--- Material provided Enclosed Below ---

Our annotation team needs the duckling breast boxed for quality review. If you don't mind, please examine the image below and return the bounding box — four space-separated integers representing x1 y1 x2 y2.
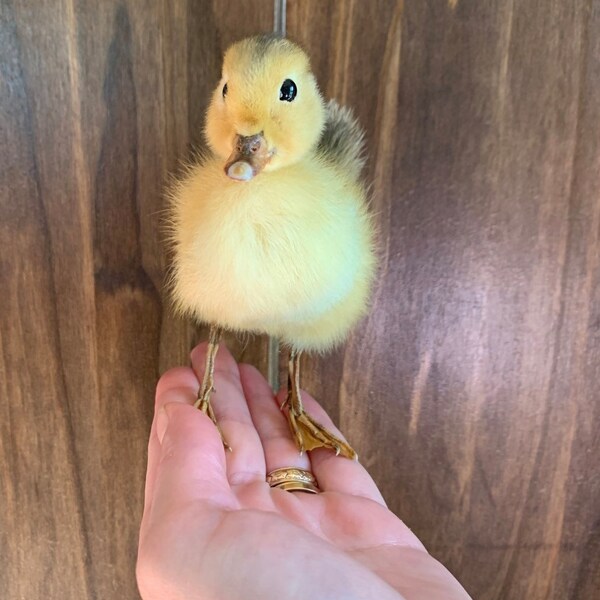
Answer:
170 155 375 338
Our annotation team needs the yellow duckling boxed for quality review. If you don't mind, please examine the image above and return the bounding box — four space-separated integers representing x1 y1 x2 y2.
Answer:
169 35 376 459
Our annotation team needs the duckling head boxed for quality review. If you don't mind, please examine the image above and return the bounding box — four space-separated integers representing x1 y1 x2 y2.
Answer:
205 35 326 181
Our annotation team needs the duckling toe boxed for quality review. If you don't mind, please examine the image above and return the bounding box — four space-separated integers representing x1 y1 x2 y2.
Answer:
286 407 357 460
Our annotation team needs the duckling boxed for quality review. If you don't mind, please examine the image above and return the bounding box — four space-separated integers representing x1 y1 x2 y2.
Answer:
169 35 376 459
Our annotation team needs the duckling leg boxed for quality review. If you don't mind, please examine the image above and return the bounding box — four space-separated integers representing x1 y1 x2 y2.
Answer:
194 324 231 451
284 349 357 460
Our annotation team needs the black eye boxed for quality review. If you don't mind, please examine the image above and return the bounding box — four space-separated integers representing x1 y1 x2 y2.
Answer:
222 83 228 98
279 79 297 102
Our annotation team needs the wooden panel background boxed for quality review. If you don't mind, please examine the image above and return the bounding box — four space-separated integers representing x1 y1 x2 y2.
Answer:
1 0 599 599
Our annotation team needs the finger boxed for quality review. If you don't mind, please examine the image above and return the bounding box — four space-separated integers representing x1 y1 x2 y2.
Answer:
191 343 266 486
240 364 312 477
276 388 386 505
148 401 236 527
141 367 200 534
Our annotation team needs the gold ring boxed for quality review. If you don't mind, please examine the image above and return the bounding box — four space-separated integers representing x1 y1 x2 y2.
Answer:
266 467 320 494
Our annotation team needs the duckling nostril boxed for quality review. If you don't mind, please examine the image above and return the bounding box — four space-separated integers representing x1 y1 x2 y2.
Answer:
234 133 265 156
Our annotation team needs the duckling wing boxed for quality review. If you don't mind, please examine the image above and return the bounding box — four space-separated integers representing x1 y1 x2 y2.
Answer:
316 99 366 180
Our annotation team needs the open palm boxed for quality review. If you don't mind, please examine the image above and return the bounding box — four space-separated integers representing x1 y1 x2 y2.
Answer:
137 343 470 600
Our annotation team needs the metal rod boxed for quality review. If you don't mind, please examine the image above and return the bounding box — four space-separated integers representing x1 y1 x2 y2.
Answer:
267 0 286 391
274 0 286 37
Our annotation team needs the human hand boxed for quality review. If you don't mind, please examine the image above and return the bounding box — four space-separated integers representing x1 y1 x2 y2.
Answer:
137 343 471 600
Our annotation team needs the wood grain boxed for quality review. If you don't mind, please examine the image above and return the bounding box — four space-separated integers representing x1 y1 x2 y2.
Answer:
0 1 273 598
2 0 600 598
287 0 600 598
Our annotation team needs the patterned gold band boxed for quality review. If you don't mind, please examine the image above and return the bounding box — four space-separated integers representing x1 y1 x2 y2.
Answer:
266 467 320 494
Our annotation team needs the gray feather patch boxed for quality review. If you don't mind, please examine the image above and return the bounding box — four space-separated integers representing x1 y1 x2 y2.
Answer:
317 100 366 179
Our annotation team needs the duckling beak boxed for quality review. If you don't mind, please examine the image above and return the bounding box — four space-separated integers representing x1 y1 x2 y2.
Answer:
225 133 271 181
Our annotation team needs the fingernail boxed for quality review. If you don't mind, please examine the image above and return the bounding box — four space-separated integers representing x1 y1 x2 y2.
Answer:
156 407 169 444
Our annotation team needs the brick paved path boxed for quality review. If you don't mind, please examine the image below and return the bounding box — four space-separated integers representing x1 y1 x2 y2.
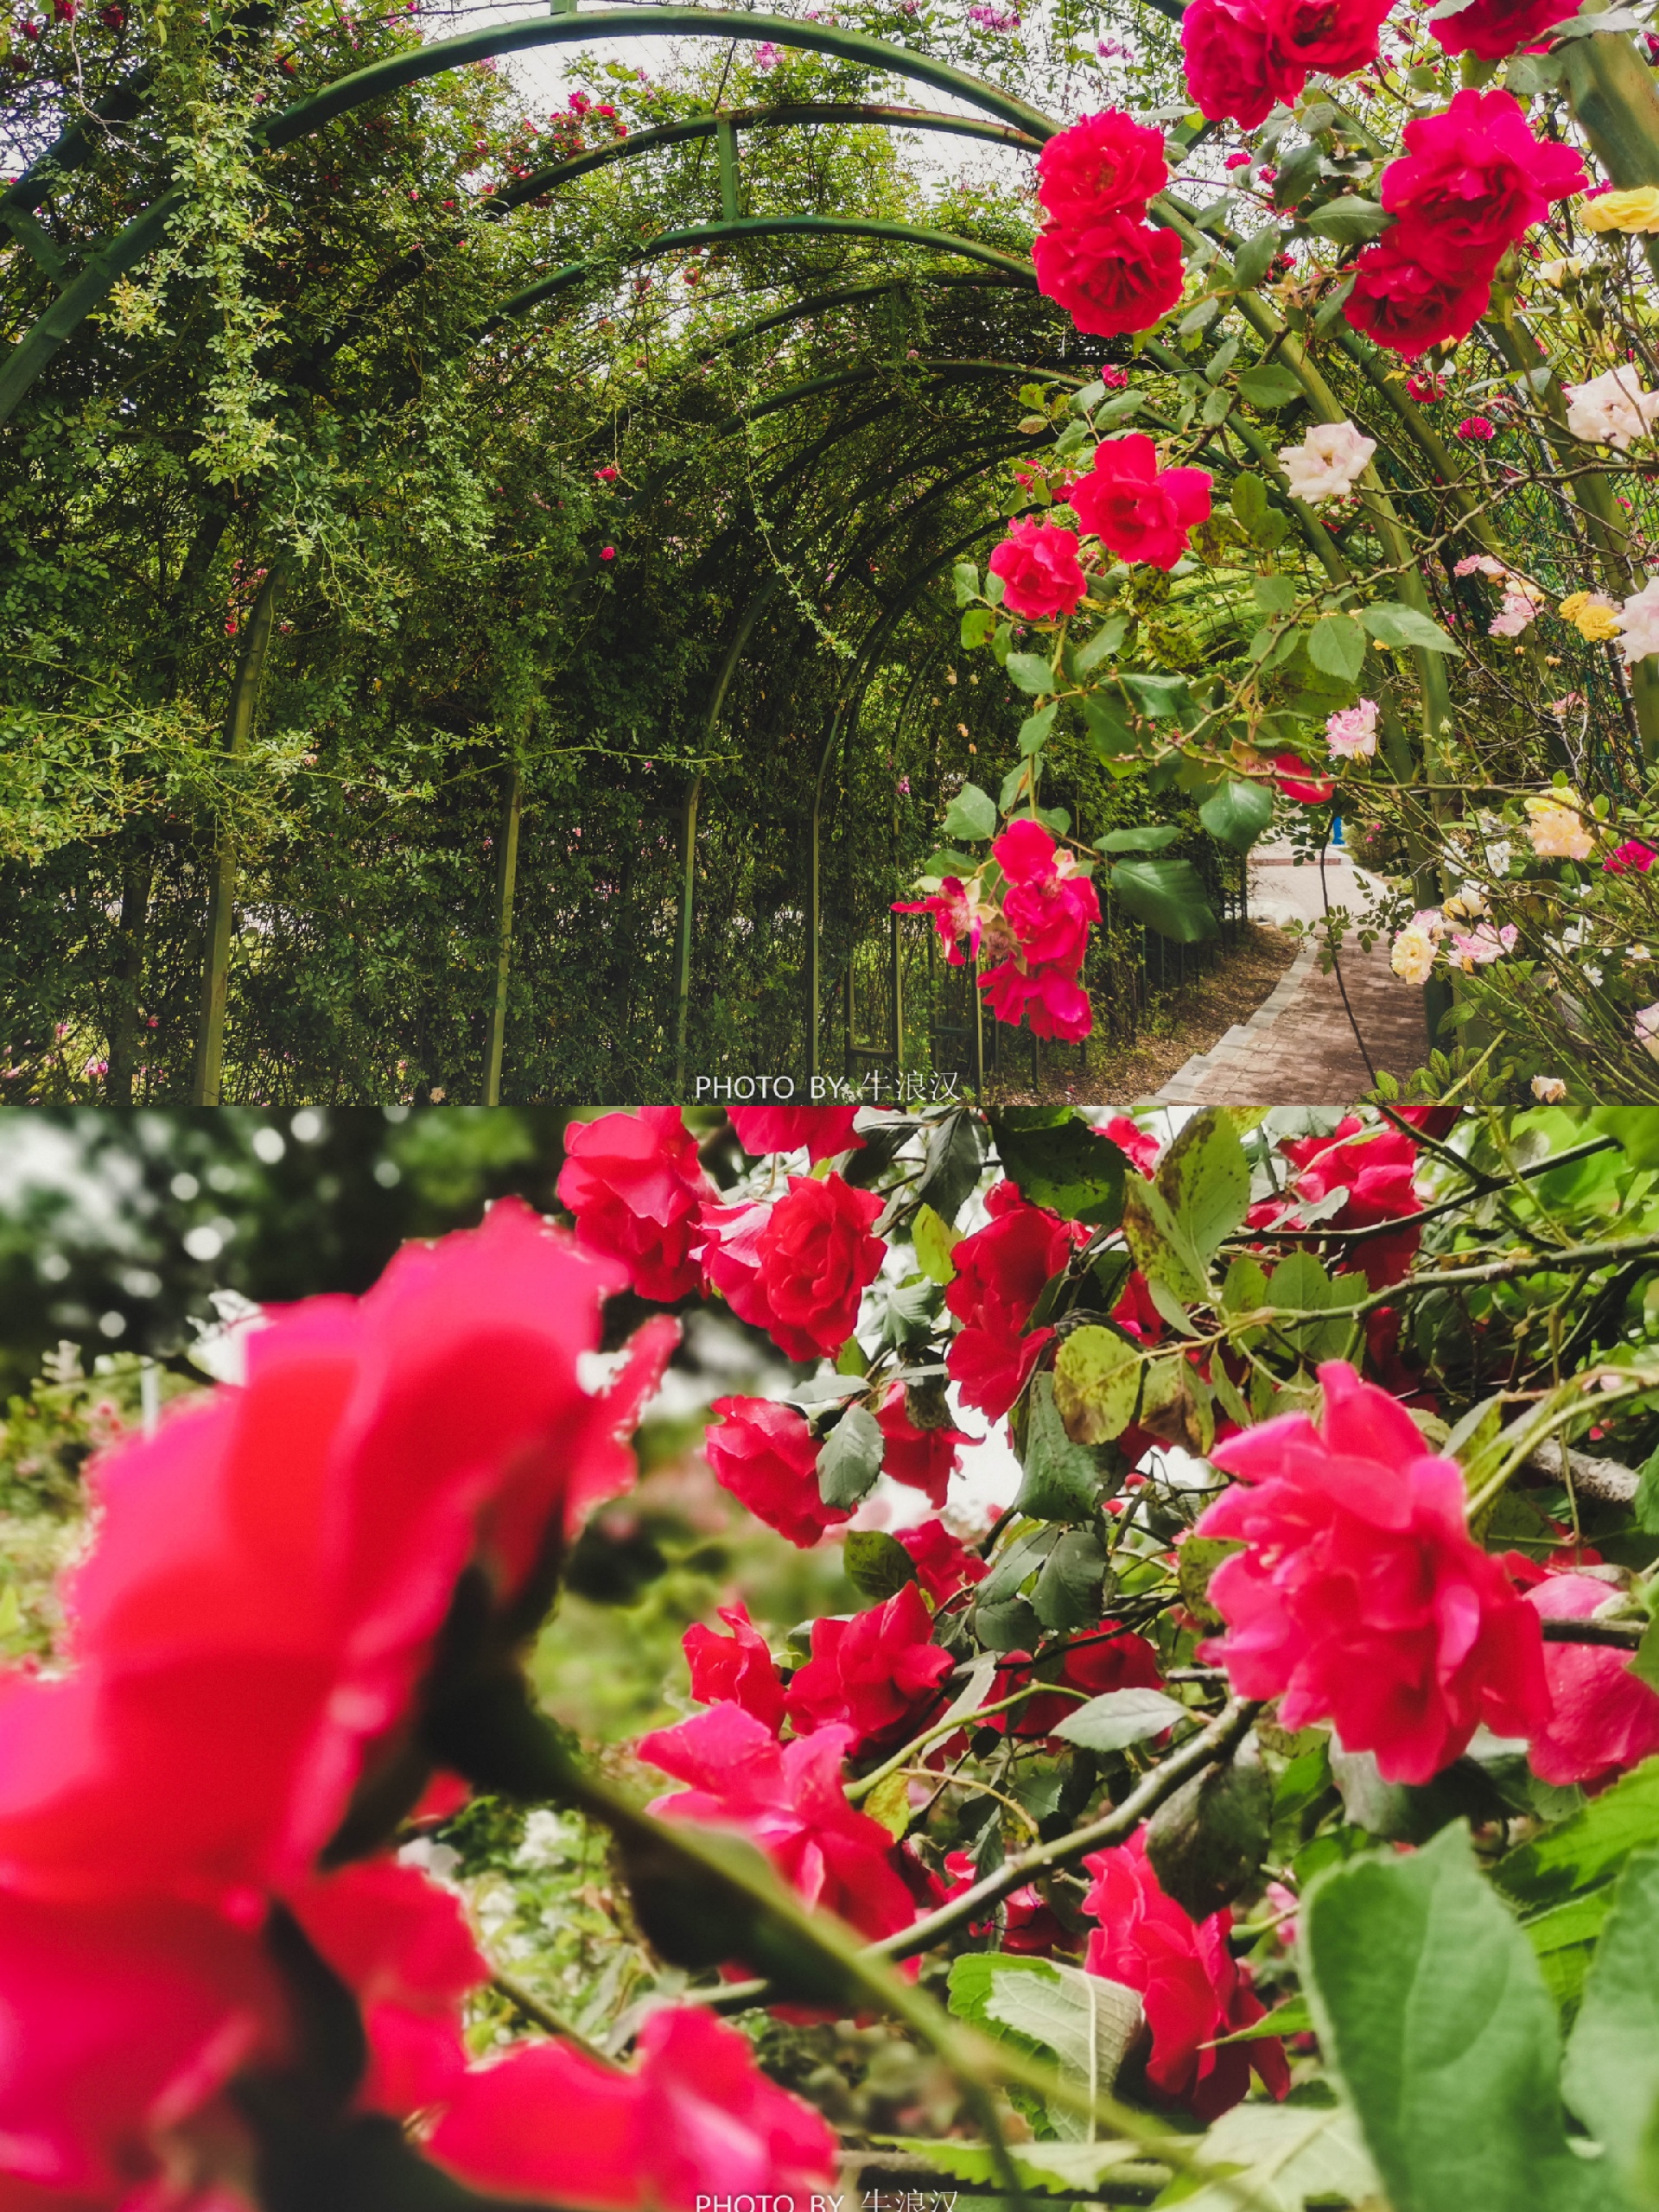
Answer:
1156 846 1429 1106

--- End of Enclosed Material provided ---

Search the listing for "gold" and show every line where it occurs.

Our annotation team needs the gold ring boxed for quality review. If you don't mind, please examine the image above and return the bounding box — four space-separated integers representing x1 y1 x2 y2.
Our annotation team needs the patterned gold band boxed for quality review. If you don't mind, please examine the image above and return the bounding box — four space-separated integers representing x1 y1 x2 y2.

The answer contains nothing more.